The problem occurred in the run starting at MET = 301753824, which is MJD 55402.52108796, or 2010 Jul 25 at 12:30:22 UTC, or 2010 day 206 at 12:30:22 UTC.

On 27 Jul 2010 (Day 208), at 1:55 PM EDT, Anders Borgland wrote:

Starting with run 301753824 we have two problems:

1/
We do not see any signal in the high energy diode in tower 4, layer X1, column 4, + side. From Eric Siskind: "Whether the failure is within the diode itself or in the GCFE electronics chain (HE preamp or slow shaper) is currently unknown". You can read the whole thread here:

https://www-glast.stanford.edu/protected/mail/datamon/4835.html

2/ While problem 1/ affects all (high energy) events in that channel, GCR events (4-range and zero-suppressed events) tickle FSW bug 1156:

https://jira.slac.stanford.edu/browse/FSW-1156

This means that about 10 events per run will fail in the decompression. Because of the way the Halfpipe works we lose the complete datagram for each of these events. Since a datagram contains about 110 events we are currently losing about 1100 events per run. This corresponds to about 2.5 seconds of data for each 90 minute run.

The FSW group have a fix for bug 1156 and will upload a new build asap.

Note that currently there is no failure mode in CalRecon so events from this channel is not treated in any special way. NRL is working on this.

It should also be noted that the problem was caught immediately by two separate parts of the Data monitoring. The automatic alarms caught both the missing datagrams and the missing signal from the diode. These runs are marked as 'GOOD' by the DQM shifter, but with a comment attached to them. Obviously we will have to live with the missing diode signal from now on.

- Dataset records -
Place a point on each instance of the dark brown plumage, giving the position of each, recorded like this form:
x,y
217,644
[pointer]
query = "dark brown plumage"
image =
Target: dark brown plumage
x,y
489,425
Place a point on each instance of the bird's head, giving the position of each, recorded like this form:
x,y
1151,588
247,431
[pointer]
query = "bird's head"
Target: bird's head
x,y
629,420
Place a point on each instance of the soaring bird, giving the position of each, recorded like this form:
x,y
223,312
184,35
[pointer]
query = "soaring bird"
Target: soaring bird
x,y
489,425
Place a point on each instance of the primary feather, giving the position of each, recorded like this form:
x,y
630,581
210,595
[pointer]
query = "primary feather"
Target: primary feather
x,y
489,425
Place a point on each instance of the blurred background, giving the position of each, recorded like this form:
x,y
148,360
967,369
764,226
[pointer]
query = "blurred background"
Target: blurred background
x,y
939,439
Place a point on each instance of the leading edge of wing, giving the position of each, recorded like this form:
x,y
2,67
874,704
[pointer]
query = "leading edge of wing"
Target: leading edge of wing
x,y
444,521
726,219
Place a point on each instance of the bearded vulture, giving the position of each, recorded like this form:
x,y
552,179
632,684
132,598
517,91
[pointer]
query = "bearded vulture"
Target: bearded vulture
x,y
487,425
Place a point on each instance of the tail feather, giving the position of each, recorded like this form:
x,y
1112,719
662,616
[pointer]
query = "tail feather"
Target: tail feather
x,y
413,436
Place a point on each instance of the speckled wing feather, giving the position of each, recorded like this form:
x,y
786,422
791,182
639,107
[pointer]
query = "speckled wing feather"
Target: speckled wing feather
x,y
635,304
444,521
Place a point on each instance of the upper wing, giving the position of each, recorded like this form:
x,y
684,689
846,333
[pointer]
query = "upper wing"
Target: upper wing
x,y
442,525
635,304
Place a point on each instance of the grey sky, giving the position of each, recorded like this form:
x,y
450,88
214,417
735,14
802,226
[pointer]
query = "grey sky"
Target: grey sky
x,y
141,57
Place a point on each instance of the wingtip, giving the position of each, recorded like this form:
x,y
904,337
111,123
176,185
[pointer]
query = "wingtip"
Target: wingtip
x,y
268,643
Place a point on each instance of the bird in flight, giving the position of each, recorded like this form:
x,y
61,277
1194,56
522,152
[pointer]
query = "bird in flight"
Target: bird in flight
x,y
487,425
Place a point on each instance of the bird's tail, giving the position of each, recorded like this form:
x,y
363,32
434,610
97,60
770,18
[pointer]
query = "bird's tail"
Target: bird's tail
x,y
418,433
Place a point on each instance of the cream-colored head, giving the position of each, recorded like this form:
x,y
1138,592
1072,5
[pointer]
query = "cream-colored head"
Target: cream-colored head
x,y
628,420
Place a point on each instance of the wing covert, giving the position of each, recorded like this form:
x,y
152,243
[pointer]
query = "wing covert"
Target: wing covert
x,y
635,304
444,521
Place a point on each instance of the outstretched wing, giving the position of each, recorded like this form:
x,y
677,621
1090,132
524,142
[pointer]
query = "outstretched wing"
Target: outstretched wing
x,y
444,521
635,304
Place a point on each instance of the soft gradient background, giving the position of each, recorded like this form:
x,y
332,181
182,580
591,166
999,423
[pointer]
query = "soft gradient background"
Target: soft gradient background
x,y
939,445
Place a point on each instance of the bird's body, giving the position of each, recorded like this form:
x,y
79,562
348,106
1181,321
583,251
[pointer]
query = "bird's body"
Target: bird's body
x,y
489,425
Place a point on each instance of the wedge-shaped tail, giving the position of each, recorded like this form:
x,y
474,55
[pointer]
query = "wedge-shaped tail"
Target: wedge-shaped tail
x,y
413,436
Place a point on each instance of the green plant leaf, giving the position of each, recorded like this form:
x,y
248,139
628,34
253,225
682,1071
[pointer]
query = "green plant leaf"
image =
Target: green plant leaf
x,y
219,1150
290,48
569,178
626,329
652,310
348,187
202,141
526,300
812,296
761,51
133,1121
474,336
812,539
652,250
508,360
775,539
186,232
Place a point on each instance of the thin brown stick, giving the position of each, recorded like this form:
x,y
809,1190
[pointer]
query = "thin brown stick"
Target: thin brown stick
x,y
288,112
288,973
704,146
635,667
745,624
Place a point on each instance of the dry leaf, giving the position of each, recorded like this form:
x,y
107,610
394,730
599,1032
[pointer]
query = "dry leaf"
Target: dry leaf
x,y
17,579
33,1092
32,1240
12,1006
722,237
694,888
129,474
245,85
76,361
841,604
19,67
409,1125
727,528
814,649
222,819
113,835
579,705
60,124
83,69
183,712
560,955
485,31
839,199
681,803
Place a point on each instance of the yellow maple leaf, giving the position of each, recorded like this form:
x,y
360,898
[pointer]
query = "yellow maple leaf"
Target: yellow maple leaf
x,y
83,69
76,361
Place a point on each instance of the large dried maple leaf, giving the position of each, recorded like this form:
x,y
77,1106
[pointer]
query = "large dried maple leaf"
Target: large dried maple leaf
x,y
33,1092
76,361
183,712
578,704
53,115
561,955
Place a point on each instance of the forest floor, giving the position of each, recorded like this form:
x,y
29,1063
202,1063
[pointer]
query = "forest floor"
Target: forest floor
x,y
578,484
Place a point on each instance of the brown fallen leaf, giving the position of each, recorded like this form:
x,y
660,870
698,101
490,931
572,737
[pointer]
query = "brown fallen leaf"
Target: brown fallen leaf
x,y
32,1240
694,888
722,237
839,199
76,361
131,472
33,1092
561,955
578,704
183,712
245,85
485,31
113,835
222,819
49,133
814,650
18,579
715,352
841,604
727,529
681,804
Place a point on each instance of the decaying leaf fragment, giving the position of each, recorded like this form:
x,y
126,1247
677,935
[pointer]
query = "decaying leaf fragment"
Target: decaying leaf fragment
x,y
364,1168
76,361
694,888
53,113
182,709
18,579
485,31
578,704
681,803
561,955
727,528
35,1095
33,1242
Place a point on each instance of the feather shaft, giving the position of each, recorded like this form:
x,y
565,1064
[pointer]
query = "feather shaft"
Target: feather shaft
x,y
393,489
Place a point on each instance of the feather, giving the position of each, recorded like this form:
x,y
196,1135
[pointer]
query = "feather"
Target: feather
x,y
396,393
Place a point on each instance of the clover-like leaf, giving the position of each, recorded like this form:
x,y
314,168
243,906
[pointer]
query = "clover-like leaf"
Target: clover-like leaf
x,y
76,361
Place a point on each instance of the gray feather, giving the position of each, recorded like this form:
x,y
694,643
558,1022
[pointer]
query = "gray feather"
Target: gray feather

- What you need to do -
A – Answer these questions from the diode failure report:
(i) In which tower, layer, column and side is no signal seen from the high energy diode?
(ii) About how many events per run fail in the decompression?
(iii) Who is working on the missing failure mode in CalRecon?
B – List every form in which the diode failure report gives the start time of the run in which the problem occurred.
C – Please write a continuation of the diode failure report, starting after its final sentence.

- Answers to the exercise -
A –
(i) Tower 4, layer X1, column 4, + side.
(ii) About 10 events per run.
(iii) NRL.

B –
- MET = 301753824
- MJD 55402.52108796
- 2010 Jul 25 at 12:30:22 UTC
- 2010 day 206 at 12:30:22 UTC

C –
Some of you will not have failed to notice the irony that it's GCR events tickling FSW bug 1156 (hint: SSC-258)

anders

What has failed?

As soon as we understand exactly what has failed in this GCFE, I'll type something here.

Consequences of this failure

On 27 Jul 2010 (Day 208), at 2:15 PM EDT, J. Eric Grove wrote:

Additional clarification:

We do not see any signal in the high energy diode in tower 4, layer X1, column 4, + side. From Eric Siskind: "Whether
[]
Note that currently there is no failure mode in CalRecon so events from this channel is not treated in any special way. NRL is working on this.

What this means is that (until xtal recon is fixed):

Any photon that MISSES this one crystal is not affected. It is correctly and properly reconstructed.
Any photon that deposits LESS THAN about 1 GeV in this one crystal is not affected. It is correctly and properly reconstructed.
Any photon that deposits MORE THAN about 1 GeV in this one crystal has an incorrect energy and position measurement in this one crystal, and therefore has an incorrect reconstructed incident energy and direction. The level of error in reconstructed incident energy and direction is surely energy-dependent, and I don't have an estimate of the magnitude yet.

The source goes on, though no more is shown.